-- start Data for processing --

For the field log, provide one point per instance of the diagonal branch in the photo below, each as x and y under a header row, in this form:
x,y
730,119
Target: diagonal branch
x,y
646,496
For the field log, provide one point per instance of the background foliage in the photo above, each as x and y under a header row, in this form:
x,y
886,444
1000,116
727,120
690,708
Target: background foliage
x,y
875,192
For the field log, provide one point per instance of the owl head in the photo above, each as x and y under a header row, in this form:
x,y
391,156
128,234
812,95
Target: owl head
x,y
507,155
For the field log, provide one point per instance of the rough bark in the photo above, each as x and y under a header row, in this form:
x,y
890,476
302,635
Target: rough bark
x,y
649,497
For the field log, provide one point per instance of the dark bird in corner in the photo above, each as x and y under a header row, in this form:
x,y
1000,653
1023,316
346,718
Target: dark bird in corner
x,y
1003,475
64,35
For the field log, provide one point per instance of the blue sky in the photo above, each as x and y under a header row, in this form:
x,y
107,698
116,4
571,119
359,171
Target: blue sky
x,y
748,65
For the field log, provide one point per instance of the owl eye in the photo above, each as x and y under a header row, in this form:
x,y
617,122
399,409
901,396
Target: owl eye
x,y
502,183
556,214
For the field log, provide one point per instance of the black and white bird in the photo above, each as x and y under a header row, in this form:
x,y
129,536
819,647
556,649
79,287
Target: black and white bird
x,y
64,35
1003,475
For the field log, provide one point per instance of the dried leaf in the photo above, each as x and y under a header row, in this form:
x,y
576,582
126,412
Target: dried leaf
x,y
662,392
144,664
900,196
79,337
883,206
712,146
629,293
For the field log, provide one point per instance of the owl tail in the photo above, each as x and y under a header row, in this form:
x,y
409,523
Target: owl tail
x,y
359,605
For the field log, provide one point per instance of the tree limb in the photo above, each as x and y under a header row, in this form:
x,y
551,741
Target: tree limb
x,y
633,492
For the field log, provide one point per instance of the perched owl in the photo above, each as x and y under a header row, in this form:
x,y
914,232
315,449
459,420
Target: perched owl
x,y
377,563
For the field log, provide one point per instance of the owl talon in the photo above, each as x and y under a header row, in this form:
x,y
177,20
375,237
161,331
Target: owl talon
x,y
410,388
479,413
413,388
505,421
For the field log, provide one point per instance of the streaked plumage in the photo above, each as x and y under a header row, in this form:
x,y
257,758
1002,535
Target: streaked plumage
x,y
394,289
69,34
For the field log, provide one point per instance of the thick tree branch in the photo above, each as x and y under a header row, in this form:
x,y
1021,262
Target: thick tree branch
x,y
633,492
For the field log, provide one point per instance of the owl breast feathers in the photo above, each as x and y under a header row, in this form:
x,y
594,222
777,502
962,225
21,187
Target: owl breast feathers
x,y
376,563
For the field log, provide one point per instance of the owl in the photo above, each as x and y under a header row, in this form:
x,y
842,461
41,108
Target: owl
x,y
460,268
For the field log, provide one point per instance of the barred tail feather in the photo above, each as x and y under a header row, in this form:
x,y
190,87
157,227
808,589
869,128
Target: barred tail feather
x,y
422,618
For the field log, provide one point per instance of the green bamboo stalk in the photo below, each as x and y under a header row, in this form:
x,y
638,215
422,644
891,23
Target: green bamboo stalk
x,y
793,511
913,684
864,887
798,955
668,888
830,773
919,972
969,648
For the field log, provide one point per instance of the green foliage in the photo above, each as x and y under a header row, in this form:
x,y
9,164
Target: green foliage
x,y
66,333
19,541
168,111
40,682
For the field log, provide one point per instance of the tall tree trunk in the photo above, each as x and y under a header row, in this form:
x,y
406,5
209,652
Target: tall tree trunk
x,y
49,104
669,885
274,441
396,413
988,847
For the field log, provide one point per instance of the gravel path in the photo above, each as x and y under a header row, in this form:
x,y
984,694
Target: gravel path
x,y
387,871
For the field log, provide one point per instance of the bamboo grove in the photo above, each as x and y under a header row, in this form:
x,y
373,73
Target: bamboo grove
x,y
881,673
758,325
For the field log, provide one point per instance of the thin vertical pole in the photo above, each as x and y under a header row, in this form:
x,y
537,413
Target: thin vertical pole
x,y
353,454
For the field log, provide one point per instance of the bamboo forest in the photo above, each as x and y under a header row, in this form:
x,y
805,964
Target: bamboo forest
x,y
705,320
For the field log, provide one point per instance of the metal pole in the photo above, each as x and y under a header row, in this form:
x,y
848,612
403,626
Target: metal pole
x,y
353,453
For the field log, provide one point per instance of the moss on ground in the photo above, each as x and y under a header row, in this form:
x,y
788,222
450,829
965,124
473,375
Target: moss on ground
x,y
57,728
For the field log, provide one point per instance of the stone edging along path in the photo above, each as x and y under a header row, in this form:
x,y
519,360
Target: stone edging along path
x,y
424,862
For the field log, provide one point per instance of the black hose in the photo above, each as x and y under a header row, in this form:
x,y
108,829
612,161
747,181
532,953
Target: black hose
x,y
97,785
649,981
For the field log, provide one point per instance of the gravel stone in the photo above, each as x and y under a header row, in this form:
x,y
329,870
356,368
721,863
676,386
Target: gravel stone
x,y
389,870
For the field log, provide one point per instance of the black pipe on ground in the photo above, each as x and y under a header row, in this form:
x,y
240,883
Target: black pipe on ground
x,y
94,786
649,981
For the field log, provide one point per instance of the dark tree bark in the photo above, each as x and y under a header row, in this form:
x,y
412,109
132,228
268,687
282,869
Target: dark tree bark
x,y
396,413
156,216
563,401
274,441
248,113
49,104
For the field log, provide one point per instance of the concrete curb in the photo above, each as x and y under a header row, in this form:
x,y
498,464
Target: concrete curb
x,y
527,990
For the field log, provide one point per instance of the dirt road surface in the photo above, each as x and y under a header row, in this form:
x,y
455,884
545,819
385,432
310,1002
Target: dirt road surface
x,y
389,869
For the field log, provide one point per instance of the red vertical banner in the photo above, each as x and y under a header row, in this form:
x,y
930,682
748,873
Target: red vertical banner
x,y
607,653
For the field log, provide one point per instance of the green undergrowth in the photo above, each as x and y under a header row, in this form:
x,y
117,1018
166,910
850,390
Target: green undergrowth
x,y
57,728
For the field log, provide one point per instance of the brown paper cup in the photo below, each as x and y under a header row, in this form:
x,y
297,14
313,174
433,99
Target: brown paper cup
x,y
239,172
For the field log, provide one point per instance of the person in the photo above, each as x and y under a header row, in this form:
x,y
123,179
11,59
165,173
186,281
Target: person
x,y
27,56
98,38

-- end Data for processing --

Print every line of the records exactly. Omit nothing.

For the field log, provide one point per instance of the diagonal branch in the photo below, each as x and y under a header row, in this form:
x,y
730,119
Target: diagonal branch
x,y
646,496
For the field log, provide one point per instance of the background foliage in the photo above, each as x and y under a header row, in this form:
x,y
886,444
1000,116
727,120
690,708
Target: background foliage
x,y
875,192
For the field log, provide one point per instance of the owl head in the photo above, each as x and y under a header row, in this form:
x,y
391,156
128,234
812,95
Target: owl head
x,y
507,155
For the field log, provide one point per instance of the rough bark in the photo above, each as x and y under a header row, in this form:
x,y
890,476
302,635
Target: rough bark
x,y
649,497
For the field log, provide one point per instance of the dark bird in corner in the photo above, each as x and y under a header row, in this form:
x,y
1000,653
1023,316
346,718
Target: dark bird in corner
x,y
1003,475
64,35
For the field log, provide one point per instance of the blue sky in the photo above, each as x and y under a header row, in this form:
x,y
107,698
116,4
571,119
359,171
Target: blue sky
x,y
748,65
For the field log, provide one point per instance of the owl eye in the photo above, each as x and y under a header row, in this form:
x,y
617,122
399,409
901,396
Target: owl eye
x,y
502,183
556,214
For the field log, provide one point per instance of the black and white bird in the photo above, each as x and y under a header row, in this form:
x,y
129,536
819,647
556,649
79,287
Target: black and white bird
x,y
64,35
1003,475
For the field log, provide one point per instance of the dried leaf in the photo above, each as x and y under a header row, in this form:
x,y
576,582
126,412
Target: dried leaf
x,y
662,392
144,664
900,196
79,337
883,206
712,146
629,293
For the field log, provide one point per instance of the owl tail in the photo above, each as x and y under a header row, in this form:
x,y
409,523
Target: owl tail
x,y
359,605
For the field log, provide one point per instance of the tree limb in the photo above, each as x and y under a header row, in this form:
x,y
551,741
Target: tree limb
x,y
633,492
For the field log, provide one point per instance of the perched owl in the photo above, each as x and y under a header row, in this form:
x,y
914,232
315,449
459,420
Target: perched owl
x,y
377,563
For the field log, provide one point per instance of the owl talon in the photo above, each as x and y under a header row, in this form:
x,y
177,20
375,237
161,331
Target: owl talon
x,y
410,388
479,413
413,388
505,421
For the field log, provide one point per instance of the streaked plumage in the photo above, each as x and y under a header row, in this form:
x,y
257,758
1002,535
Target: streaked plumage
x,y
394,289
69,34
For the field log, provide one point per instance of the thick tree branch in the photo above, each as x and y under a header row, in this form:
x,y
1021,262
Target: thick tree branch
x,y
633,492
For the field log, provide one point per instance of the owl breast feathers in the photo above, each as x and y under a header row, in this form:
x,y
594,222
777,502
962,225
21,187
Target: owl breast feathers
x,y
376,563
For the field log, provide one point per instance of the owl in the photo above, each as x and y under a header row, in this form:
x,y
842,461
41,108
Target: owl
x,y
460,268
For the field log, provide one point per instance of the barred tail feather in the photo above, each as x and y under a header row, in this form:
x,y
190,87
157,227
808,589
869,128
Target: barred tail feather
x,y
422,618
For the field log, provide one point per instance of the green bamboo stalk in the photo below, each as x and y under a header row, in this form:
x,y
638,215
422,644
891,23
Target: green bamboo stalk
x,y
793,511
913,684
864,887
798,955
668,888
830,773
919,972
969,648
For the field log, provide one point per instance of the green foliage in the photo above, each as x and y under a header row, in this form:
x,y
9,164
Target: green foliage
x,y
66,333
19,541
168,111
40,682
For the field log, provide one point per instance of the tall tree trunk in the photo above, each as x and y under a header row, in this form:
x,y
406,5
209,652
Target: tall tree trunk
x,y
49,104
669,885
274,441
396,413
988,847
For the field log, provide one point per instance of the gravel path in the photo above, each as x and y under a header row, in this form:
x,y
984,694
Target: gravel path
x,y
387,871
For the field log, provide one point per instance of the bamboo grove in the photo above, each as x and y under a header row, in this form:
x,y
373,73
Target: bamboo grove
x,y
881,673
758,325
For the field log, provide one point per instance of the thin vertical pole in the photo above, each as x and y under a header row, in this form:
x,y
537,413
Target: thin vertical pole
x,y
353,454
For the field log, provide one point per instance of the bamboo forest in the photo above, each as x and y under a header row, in this form:
x,y
805,964
Target: bamboo forest
x,y
705,320
For the field log, provide one point per instance of the metal pole in the photo above, each as x and y under a header row, in this form:
x,y
848,612
403,626
Target: metal pole
x,y
353,453
For the field log, provide one point per instance of the moss on ground in the photo above, each as x and y under a header row, in this form:
x,y
788,222
450,829
965,124
473,375
Target: moss on ground
x,y
57,728
For the field log, provide one point per instance of the stone edging along path in the photo above, each as x and y under a header row, in this form:
x,y
519,360
Target: stone edging along path
x,y
424,862
For the field log, provide one point per instance of the black hose in the photo above, each as x and y under a header row, in this form:
x,y
108,829
612,161
747,181
532,953
Target: black hose
x,y
97,785
649,981
For the field log, provide one point per instance of the gravel stone in the photo above, each as x and y under a header row, in this form:
x,y
329,870
356,368
721,863
676,386
Target: gravel stone
x,y
389,870
For the field log, provide one point per instance of the black pipe on ground in the photo above, each as x and y under a header row, in this form:
x,y
240,883
Target: black pipe on ground
x,y
94,786
649,981
For the field log, provide one point per instance of the dark tree bark in the photo above, each as x and y under a header row, in this form:
x,y
412,109
132,228
268,687
282,869
Target: dark tree bark
x,y
396,413
156,216
563,401
274,441
248,113
49,104
For the field log, provide one point per instance of the concrete curb in the photo above, each as x and y under a header row, in this form:
x,y
498,464
Target: concrete curb
x,y
527,990
For the field log, provide one point per instance of the dirt road surface in the photo above, each as x and y under a header row, in this form:
x,y
455,884
545,819
385,432
310,1002
Target: dirt road surface
x,y
389,869
For the field log, provide one point per instance of the red vertical banner in the photo above, each as x and y under a header row, in this form:
x,y
930,682
748,873
Target: red vertical banner
x,y
607,653
For the field log, provide one point per instance of the green undergrowth in the photo above, each as x and y under a header row, in this form:
x,y
117,1018
166,910
850,390
Target: green undergrowth
x,y
57,728
For the field log, provide one point per instance of the brown paper cup in the photo below, each as x and y under a header row, in this form:
x,y
297,14
313,174
433,99
Target: brown paper cup
x,y
239,172
For the field log, provide one point per instance of the person in the photo above, each as x and y under a header row, in this form:
x,y
123,179
11,59
165,173
186,281
Target: person
x,y
27,56
98,38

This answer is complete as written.